● What you have to do:
How many lines of the entries below contain the word "window"? Give only the number.

● Extracted records:

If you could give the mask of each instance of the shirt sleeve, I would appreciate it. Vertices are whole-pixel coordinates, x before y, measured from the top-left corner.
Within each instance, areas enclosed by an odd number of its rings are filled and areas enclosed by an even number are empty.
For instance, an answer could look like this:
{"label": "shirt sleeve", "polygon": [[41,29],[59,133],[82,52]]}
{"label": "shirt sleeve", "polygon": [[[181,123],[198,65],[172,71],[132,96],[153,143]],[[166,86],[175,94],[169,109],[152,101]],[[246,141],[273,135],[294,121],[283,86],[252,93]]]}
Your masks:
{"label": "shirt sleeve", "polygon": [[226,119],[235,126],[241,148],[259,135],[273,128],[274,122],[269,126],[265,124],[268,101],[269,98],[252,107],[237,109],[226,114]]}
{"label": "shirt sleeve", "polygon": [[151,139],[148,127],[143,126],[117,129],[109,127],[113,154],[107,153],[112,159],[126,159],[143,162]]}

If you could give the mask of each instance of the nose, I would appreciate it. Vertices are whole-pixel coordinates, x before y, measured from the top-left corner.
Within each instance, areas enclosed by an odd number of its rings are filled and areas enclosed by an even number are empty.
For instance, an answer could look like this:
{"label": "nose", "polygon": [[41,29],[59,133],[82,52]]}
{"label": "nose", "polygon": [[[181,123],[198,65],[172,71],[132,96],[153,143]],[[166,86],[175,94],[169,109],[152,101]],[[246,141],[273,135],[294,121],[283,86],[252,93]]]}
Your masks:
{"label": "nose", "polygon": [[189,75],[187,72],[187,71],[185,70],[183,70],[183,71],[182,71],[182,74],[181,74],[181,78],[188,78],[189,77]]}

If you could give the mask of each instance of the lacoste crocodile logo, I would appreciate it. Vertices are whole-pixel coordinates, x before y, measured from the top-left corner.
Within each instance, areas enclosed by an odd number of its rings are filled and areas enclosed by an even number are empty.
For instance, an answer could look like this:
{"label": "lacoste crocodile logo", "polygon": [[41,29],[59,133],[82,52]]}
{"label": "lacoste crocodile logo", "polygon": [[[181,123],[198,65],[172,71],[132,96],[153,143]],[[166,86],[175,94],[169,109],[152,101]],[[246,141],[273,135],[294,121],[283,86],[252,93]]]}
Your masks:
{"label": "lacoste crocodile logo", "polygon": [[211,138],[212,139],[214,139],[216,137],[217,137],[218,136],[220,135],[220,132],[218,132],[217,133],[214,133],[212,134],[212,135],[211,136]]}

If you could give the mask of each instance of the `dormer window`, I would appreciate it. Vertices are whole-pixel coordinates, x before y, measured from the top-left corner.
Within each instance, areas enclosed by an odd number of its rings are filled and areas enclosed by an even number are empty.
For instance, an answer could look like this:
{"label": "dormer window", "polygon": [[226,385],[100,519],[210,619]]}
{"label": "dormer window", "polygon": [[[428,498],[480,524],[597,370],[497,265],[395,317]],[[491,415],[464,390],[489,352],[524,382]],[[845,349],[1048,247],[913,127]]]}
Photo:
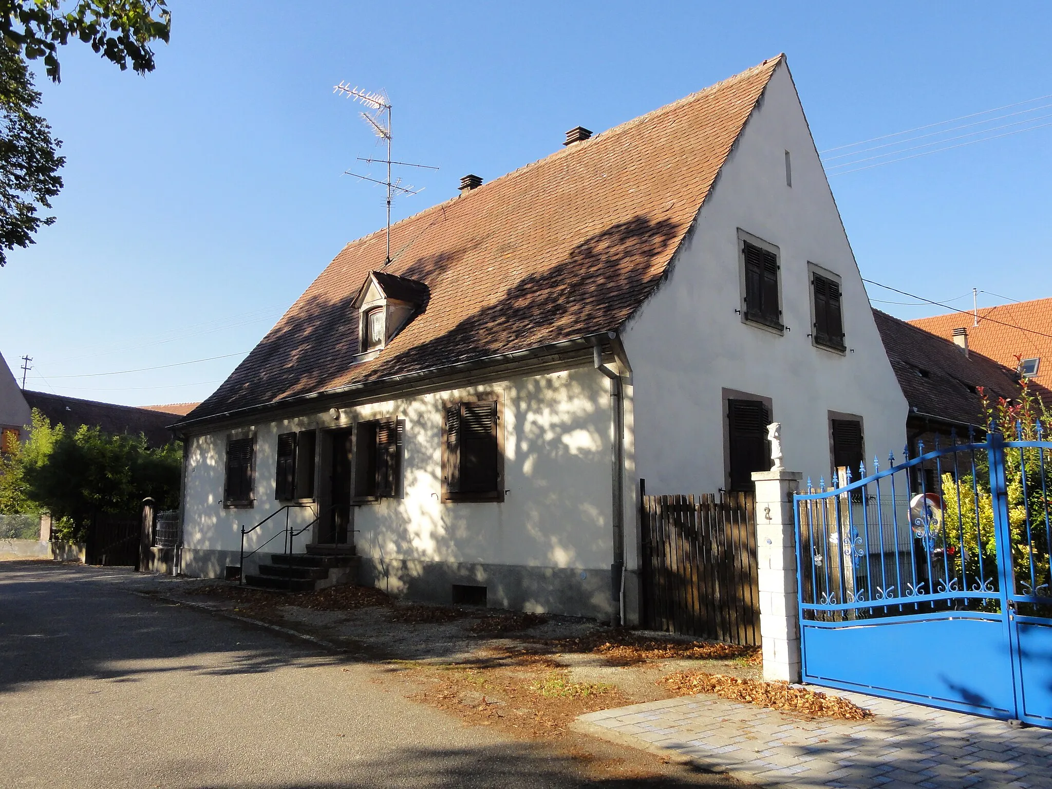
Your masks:
{"label": "dormer window", "polygon": [[384,347],[384,337],[386,321],[384,320],[384,308],[371,307],[366,310],[365,319],[365,350],[377,350]]}
{"label": "dormer window", "polygon": [[427,285],[422,282],[386,271],[369,271],[355,299],[361,338],[359,353],[371,359],[383,350],[423,311],[428,295]]}

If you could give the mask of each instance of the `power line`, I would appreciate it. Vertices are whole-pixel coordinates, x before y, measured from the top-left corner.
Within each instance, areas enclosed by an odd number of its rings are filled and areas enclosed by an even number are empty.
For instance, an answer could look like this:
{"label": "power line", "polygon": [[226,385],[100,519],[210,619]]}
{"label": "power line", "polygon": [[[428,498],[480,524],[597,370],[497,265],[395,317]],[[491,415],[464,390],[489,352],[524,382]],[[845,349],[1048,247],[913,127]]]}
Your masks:
{"label": "power line", "polygon": [[[98,386],[62,386],[62,389],[72,389],[74,391],[141,391],[143,389],[179,389],[184,386],[204,386],[205,384],[218,384],[224,379],[217,378],[215,381],[198,381],[193,384],[167,384],[164,386],[118,386],[118,387],[98,387]],[[58,393],[58,392],[56,392]]]}
{"label": "power line", "polygon": [[890,159],[887,162],[877,162],[876,164],[868,164],[865,167],[857,167],[855,169],[841,170],[839,173],[828,174],[829,178],[833,176],[846,176],[849,173],[861,173],[864,169],[873,169],[873,167],[883,167],[885,164],[894,164],[895,162],[905,162],[907,159],[916,159],[922,156],[929,156],[930,154],[938,154],[943,150],[952,150],[953,148],[963,148],[966,145],[974,145],[977,142],[987,142],[988,140],[996,140],[1000,137],[1011,137],[1012,135],[1019,135],[1024,132],[1033,132],[1035,128],[1045,128],[1046,126],[1052,126],[1052,123],[1043,123],[1039,126],[1031,126],[1030,128],[1017,128],[1015,132],[1006,132],[1003,135],[994,135],[993,137],[984,137],[982,140],[971,140],[970,142],[962,142],[956,145],[948,145],[945,148],[935,148],[934,150],[926,150],[923,154],[914,154],[913,156],[904,156],[902,159]]}
{"label": "power line", "polygon": [[[949,309],[952,312],[960,312],[960,315],[966,315],[972,318],[972,313],[965,309],[957,309],[956,307],[951,307],[949,304],[944,304],[943,302],[932,301],[931,299],[925,299],[923,296],[917,296],[916,294],[909,294],[905,290],[899,290],[897,287],[891,287],[891,285],[883,285],[879,282],[874,282],[873,280],[867,280],[865,277],[862,278],[863,282],[868,282],[870,285],[876,285],[877,287],[886,288],[887,290],[894,290],[896,294],[902,294],[903,296],[908,296],[911,299],[919,299],[928,304],[934,304],[936,307],[943,307],[944,309]],[[990,323],[996,323],[1000,326],[1008,326],[1009,328],[1018,329],[1019,331],[1027,331],[1031,335],[1037,335],[1038,337],[1047,337],[1052,339],[1052,335],[1046,335],[1044,331],[1038,331],[1037,329],[1027,328],[1026,326],[1017,326],[1014,323],[1005,323],[1004,321],[998,321],[994,318],[982,318],[979,320],[989,321]]]}
{"label": "power line", "polygon": [[935,126],[945,126],[947,123],[954,123],[955,121],[966,121],[969,118],[978,118],[980,115],[989,115],[990,113],[997,113],[1002,109],[1011,109],[1012,107],[1021,107],[1024,104],[1033,104],[1035,101],[1043,101],[1044,99],[1052,99],[1052,94],[1048,96],[1038,96],[1036,99],[1027,99],[1026,101],[1019,101],[1015,104],[1006,104],[1003,107],[994,107],[993,109],[984,109],[982,113],[972,113],[971,115],[963,115],[959,118],[951,118],[948,121],[939,121],[938,123],[929,123],[926,126],[916,126],[915,128],[908,128],[904,132],[895,132],[891,135],[882,135],[881,137],[871,137],[868,140],[859,140],[858,142],[852,142],[848,145],[837,145],[835,148],[826,148],[825,150],[820,150],[818,155],[828,154],[832,150],[843,150],[844,148],[853,148],[855,145],[865,145],[867,142],[876,142],[877,140],[887,140],[891,137],[899,137],[901,135],[908,135],[911,132],[923,132],[926,128],[934,128]]}
{"label": "power line", "polygon": [[241,350],[237,353],[224,353],[221,357],[208,357],[207,359],[193,359],[189,362],[176,362],[175,364],[159,364],[156,367],[139,367],[134,370],[116,370],[114,372],[83,372],[77,376],[52,376],[52,378],[98,378],[100,376],[124,376],[128,372],[145,372],[146,370],[163,370],[167,367],[183,367],[187,364],[198,364],[199,362],[213,362],[217,359],[229,359],[230,357],[241,357],[247,353],[247,350]]}
{"label": "power line", "polygon": [[[889,156],[897,156],[898,154],[906,154],[910,150],[919,150],[920,148],[929,148],[932,145],[942,145],[944,142],[953,142],[954,140],[964,140],[966,137],[975,137],[975,135],[985,135],[988,132],[999,132],[1003,128],[1011,128],[1012,126],[1021,126],[1024,123],[1033,123],[1034,121],[1043,121],[1046,118],[1052,118],[1052,113],[1048,115],[1039,115],[1036,118],[1027,118],[1025,121],[1015,121],[1014,123],[1006,123],[1003,126],[994,126],[993,128],[984,128],[980,132],[969,132],[967,135],[957,135],[956,137],[947,137],[945,140],[935,140],[934,142],[926,142],[923,145],[914,145],[911,148],[902,148],[899,150],[891,150],[887,154],[878,154],[877,156],[866,157],[865,159],[856,159],[853,162],[844,162],[842,164],[834,164],[830,169],[836,169],[837,167],[851,167],[855,164],[862,164],[863,162],[871,162],[874,159],[884,159]],[[1044,124],[1049,125],[1049,124]],[[1040,126],[1034,126],[1034,128],[1040,128]],[[1020,132],[1028,132],[1029,129],[1020,128]],[[1000,135],[997,135],[1000,137]],[[916,138],[919,139],[919,138]],[[994,137],[984,138],[993,140]],[[982,140],[974,140],[973,142],[982,142]]]}
{"label": "power line", "polygon": [[[896,142],[886,142],[886,143],[884,143],[884,145],[874,145],[871,148],[863,148],[862,150],[854,150],[854,151],[852,151],[850,154],[841,154],[839,156],[831,156],[831,157],[826,158],[825,161],[831,162],[834,159],[846,159],[847,157],[858,156],[859,154],[866,154],[866,153],[868,153],[870,150],[879,150],[881,148],[890,148],[890,147],[894,147],[895,145],[905,145],[908,142],[913,142],[914,140],[923,140],[926,137],[938,137],[939,135],[948,135],[951,132],[956,132],[956,130],[962,129],[962,128],[971,128],[972,126],[982,126],[982,125],[984,125],[986,123],[993,123],[994,121],[1002,121],[1002,120],[1005,120],[1006,118],[1014,118],[1017,115],[1026,115],[1027,113],[1035,113],[1038,109],[1047,109],[1049,107],[1052,107],[1052,104],[1041,104],[1038,107],[1031,107],[1030,109],[1020,109],[1018,113],[1009,113],[1008,115],[998,115],[995,118],[987,118],[985,121],[975,121],[974,123],[965,123],[965,124],[963,124],[960,126],[951,126],[950,128],[944,128],[940,132],[929,132],[927,135],[917,135],[916,137],[907,137],[905,140],[898,140]],[[1041,117],[1043,118],[1047,118],[1048,116],[1041,116]],[[1037,118],[1030,118],[1028,120],[1033,121],[1033,120],[1038,120],[1038,119]],[[1027,122],[1028,121],[1019,121],[1019,123],[1027,123]],[[993,129],[984,129],[984,130],[991,132]],[[974,134],[978,135],[978,134],[982,134],[982,132],[975,132]],[[968,137],[968,135],[965,135],[965,137]],[[935,142],[930,143],[930,144],[931,145],[937,145],[938,142],[939,141],[935,141]],[[924,147],[924,146],[922,145],[920,147]],[[889,154],[889,156],[890,156],[890,154]]]}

● Final result:
5